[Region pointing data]
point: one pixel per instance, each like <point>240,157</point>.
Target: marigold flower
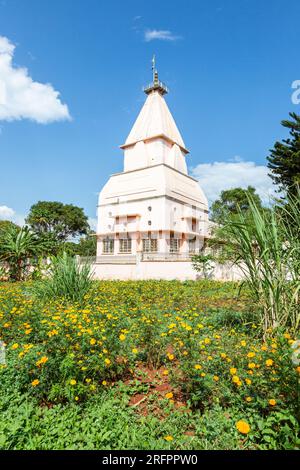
<point>243,427</point>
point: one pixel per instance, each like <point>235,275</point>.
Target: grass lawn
<point>144,365</point>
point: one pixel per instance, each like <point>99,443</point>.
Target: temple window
<point>108,246</point>
<point>125,245</point>
<point>150,245</point>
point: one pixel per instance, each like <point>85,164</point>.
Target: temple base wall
<point>169,270</point>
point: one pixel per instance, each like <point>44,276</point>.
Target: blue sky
<point>229,65</point>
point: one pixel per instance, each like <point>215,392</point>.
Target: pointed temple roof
<point>155,119</point>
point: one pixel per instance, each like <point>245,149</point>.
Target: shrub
<point>67,279</point>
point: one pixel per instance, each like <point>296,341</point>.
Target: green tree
<point>19,248</point>
<point>232,201</point>
<point>58,219</point>
<point>284,158</point>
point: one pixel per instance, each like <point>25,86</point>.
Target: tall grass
<point>67,279</point>
<point>267,248</point>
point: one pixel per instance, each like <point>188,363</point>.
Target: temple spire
<point>156,84</point>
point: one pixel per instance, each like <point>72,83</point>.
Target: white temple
<point>153,210</point>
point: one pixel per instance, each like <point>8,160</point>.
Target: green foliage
<point>203,264</point>
<point>76,374</point>
<point>66,279</point>
<point>61,220</point>
<point>267,249</point>
<point>231,202</point>
<point>18,247</point>
<point>284,158</point>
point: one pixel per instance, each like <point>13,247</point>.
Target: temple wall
<point>169,270</point>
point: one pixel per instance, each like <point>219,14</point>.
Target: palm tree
<point>17,247</point>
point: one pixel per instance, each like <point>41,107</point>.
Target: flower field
<point>149,364</point>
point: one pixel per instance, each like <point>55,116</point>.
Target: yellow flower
<point>243,427</point>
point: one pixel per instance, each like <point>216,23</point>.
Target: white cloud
<point>218,176</point>
<point>163,35</point>
<point>7,213</point>
<point>21,97</point>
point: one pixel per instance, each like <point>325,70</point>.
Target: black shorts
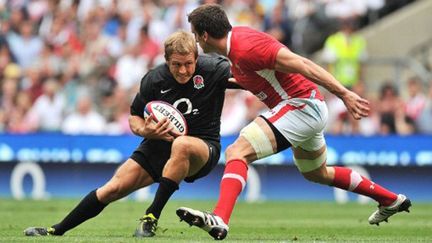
<point>152,155</point>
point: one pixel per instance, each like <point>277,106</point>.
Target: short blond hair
<point>180,42</point>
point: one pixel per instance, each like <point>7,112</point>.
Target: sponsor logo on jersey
<point>198,82</point>
<point>163,91</point>
<point>170,117</point>
<point>261,95</point>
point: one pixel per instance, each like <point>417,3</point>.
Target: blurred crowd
<point>74,66</point>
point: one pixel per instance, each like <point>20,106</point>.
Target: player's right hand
<point>157,130</point>
<point>357,106</point>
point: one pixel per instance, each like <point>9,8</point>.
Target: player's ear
<point>205,36</point>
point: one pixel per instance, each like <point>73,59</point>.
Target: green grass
<point>258,222</point>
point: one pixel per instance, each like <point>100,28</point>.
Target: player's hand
<point>160,130</point>
<point>357,106</point>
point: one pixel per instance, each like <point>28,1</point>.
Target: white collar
<point>229,42</point>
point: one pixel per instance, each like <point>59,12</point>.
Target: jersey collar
<point>229,42</point>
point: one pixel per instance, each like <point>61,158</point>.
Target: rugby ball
<point>160,109</point>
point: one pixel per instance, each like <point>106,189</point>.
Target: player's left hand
<point>356,105</point>
<point>160,130</point>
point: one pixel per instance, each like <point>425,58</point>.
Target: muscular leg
<point>128,177</point>
<point>344,178</point>
<point>188,156</point>
<point>239,155</point>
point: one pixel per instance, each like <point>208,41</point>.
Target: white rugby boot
<point>209,222</point>
<point>402,203</point>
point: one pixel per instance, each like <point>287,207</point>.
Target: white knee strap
<point>258,139</point>
<point>307,165</point>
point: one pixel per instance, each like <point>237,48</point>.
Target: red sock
<point>350,180</point>
<point>232,183</point>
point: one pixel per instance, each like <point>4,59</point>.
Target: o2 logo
<point>184,105</point>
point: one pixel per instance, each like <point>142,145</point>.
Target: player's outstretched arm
<point>289,62</point>
<point>149,129</point>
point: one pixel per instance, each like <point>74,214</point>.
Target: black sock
<point>89,207</point>
<point>166,188</point>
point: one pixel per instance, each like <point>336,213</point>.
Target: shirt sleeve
<point>223,71</point>
<point>263,54</point>
<point>144,96</point>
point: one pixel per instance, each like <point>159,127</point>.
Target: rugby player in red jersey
<point>287,84</point>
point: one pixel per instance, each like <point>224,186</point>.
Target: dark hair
<point>210,18</point>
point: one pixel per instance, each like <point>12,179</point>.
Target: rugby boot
<point>210,223</point>
<point>147,226</point>
<point>39,231</point>
<point>402,203</point>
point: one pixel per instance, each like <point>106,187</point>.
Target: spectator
<point>345,51</point>
<point>278,24</point>
<point>416,100</point>
<point>48,108</point>
<point>130,68</point>
<point>393,119</point>
<point>21,121</point>
<point>425,117</point>
<point>25,46</point>
<point>85,120</point>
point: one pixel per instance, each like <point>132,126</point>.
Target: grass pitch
<point>257,222</point>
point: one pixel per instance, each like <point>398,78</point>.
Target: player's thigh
<point>195,149</point>
<point>310,158</point>
<point>256,141</point>
<point>129,177</point>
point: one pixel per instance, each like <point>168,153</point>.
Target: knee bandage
<point>307,165</point>
<point>258,139</point>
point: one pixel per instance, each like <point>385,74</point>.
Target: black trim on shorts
<point>152,156</point>
<point>281,141</point>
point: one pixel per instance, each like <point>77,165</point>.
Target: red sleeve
<point>263,55</point>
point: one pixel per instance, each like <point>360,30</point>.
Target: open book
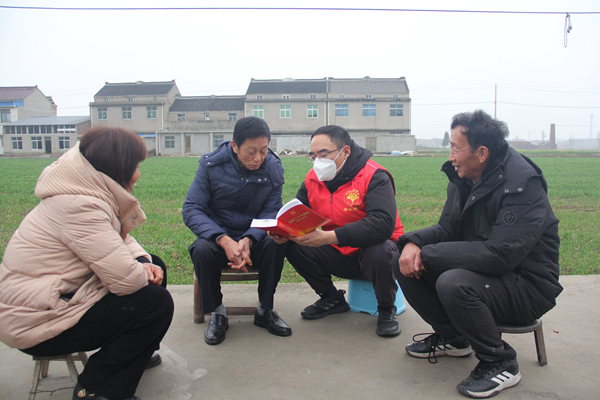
<point>293,219</point>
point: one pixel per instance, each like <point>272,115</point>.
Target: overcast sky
<point>452,61</point>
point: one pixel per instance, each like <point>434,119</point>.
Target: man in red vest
<point>358,196</point>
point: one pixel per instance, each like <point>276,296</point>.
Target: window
<point>63,142</point>
<point>369,110</point>
<point>341,110</point>
<point>258,111</point>
<point>17,143</point>
<point>5,115</point>
<point>285,111</point>
<point>396,110</point>
<point>151,112</point>
<point>217,139</point>
<point>36,143</point>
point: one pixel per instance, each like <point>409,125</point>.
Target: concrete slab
<point>341,356</point>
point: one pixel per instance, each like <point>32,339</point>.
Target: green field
<point>573,180</point>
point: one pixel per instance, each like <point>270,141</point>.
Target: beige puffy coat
<point>74,241</point>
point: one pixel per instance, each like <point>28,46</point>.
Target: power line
<point>296,9</point>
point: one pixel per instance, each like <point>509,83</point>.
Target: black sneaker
<point>490,378</point>
<point>435,345</point>
<point>327,305</point>
<point>387,325</point>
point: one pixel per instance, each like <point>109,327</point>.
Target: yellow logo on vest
<point>352,200</point>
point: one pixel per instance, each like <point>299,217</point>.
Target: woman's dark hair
<point>115,152</point>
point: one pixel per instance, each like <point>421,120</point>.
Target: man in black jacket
<point>491,258</point>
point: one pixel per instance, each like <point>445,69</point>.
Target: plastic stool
<point>361,297</point>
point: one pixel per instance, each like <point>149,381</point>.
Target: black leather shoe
<point>272,322</point>
<point>215,331</point>
<point>154,361</point>
<point>79,393</point>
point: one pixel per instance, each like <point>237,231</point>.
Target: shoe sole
<point>513,381</point>
<point>339,310</point>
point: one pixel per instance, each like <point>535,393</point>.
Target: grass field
<point>573,180</point>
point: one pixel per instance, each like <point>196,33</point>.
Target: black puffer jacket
<point>504,227</point>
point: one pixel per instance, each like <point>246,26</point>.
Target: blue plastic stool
<point>361,297</point>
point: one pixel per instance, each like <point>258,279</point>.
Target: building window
<point>396,110</point>
<point>285,111</point>
<point>151,112</point>
<point>5,115</point>
<point>217,140</point>
<point>341,110</point>
<point>17,143</point>
<point>369,110</point>
<point>63,142</point>
<point>258,111</point>
<point>36,143</point>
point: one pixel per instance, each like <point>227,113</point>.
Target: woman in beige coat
<point>73,279</point>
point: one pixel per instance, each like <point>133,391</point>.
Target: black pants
<point>373,264</point>
<point>126,329</point>
<point>466,303</point>
<point>208,259</point>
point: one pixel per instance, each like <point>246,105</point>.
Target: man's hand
<point>154,272</point>
<point>317,238</point>
<point>410,261</point>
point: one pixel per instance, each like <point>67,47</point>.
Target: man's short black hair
<point>482,130</point>
<point>338,135</point>
<point>250,128</point>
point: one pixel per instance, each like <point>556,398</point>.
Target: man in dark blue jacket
<point>239,181</point>
<point>491,258</point>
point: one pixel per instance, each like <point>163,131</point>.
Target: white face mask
<point>325,168</point>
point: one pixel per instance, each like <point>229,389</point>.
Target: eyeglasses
<point>311,157</point>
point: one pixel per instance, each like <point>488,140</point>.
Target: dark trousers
<point>373,264</point>
<point>126,329</point>
<point>208,259</point>
<point>469,304</point>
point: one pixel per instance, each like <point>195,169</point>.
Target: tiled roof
<point>208,103</point>
<point>49,121</point>
<point>287,86</point>
<point>138,88</point>
<point>15,93</point>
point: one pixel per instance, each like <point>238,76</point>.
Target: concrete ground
<point>341,356</point>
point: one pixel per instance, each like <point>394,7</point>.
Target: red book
<point>293,220</point>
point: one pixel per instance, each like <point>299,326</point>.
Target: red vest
<point>347,203</point>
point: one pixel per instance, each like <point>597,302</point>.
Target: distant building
<point>37,136</point>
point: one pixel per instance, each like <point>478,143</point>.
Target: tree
<point>446,140</point>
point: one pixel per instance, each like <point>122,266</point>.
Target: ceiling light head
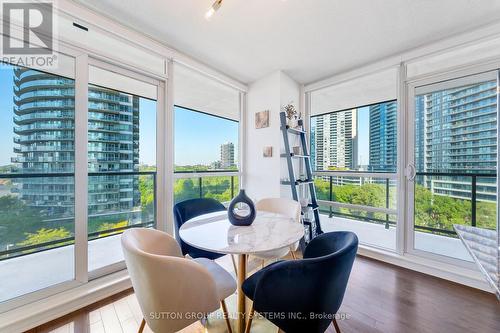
<point>211,11</point>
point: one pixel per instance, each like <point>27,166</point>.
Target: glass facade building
<point>456,133</point>
<point>383,137</point>
<point>44,143</point>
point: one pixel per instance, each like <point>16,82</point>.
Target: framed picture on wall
<point>262,119</point>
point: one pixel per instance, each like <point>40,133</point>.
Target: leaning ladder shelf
<point>314,227</point>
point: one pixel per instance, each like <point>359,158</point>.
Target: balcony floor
<point>36,271</point>
<point>377,235</point>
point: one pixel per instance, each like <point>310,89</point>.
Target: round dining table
<point>213,232</point>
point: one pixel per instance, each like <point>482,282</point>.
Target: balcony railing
<point>221,185</point>
<point>376,212</point>
<point>102,223</point>
<point>475,192</point>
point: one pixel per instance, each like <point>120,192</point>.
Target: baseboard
<point>40,312</point>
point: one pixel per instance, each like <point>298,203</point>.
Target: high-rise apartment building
<point>227,155</point>
<point>335,140</point>
<point>44,143</point>
<point>456,133</point>
<point>383,137</point>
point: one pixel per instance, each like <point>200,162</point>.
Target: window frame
<point>437,81</point>
<point>389,175</point>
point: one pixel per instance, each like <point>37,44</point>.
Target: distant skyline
<point>198,136</point>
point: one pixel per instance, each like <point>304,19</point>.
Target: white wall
<point>263,174</point>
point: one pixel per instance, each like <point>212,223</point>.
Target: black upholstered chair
<point>188,209</point>
<point>288,292</point>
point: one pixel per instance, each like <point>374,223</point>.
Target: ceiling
<point>308,39</point>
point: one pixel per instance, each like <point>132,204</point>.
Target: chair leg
<point>226,315</point>
<point>234,265</point>
<point>143,324</point>
<point>337,329</point>
<point>250,317</point>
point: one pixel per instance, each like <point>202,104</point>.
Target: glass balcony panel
<point>117,203</point>
<point>36,233</point>
<point>364,205</point>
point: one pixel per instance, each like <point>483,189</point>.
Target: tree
<point>45,235</point>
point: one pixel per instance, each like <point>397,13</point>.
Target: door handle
<point>411,172</point>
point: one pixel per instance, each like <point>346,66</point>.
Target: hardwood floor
<point>380,298</point>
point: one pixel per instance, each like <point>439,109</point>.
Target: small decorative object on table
<point>235,208</point>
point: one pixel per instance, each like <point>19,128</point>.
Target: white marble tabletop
<point>213,232</point>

**What is needed**
Using the records above, print exactly the lines between the ones containing "point: one pixel per instance, each like <point>229,389</point>." and "point: one pixel per instance, each like <point>27,166</point>.", inclusive, and nothing else; no pictures.

**Exercise result**
point: one pixel per instance, each like <point>229,389</point>.
Target: eyeglasses
<point>311,157</point>
point: one pixel per instance, each like <point>488,140</point>.
Target: dark trousers
<point>373,264</point>
<point>126,329</point>
<point>208,259</point>
<point>469,304</point>
point: one pixel per instance, each like <point>195,169</point>.
Target: tiled roof
<point>208,103</point>
<point>49,121</point>
<point>287,86</point>
<point>138,88</point>
<point>15,93</point>
point: one pixel per instance, each like <point>238,76</point>.
Target: concrete ground
<point>341,356</point>
point: one pixel per instance, each like <point>394,7</point>.
Target: red book
<point>293,220</point>
point: one pixel per instance, each like <point>299,326</point>.
Target: red vest
<point>347,203</point>
point: one pixel per instance, each like <point>597,302</point>.
Target: distant building
<point>37,136</point>
point: one pixel per instance, each like <point>478,143</point>.
Target: tree
<point>446,140</point>
point: one pixel per instance, each like <point>122,266</point>.
Target: ceiling light head
<point>211,11</point>
point: one pixel per instance, each like <point>27,166</point>.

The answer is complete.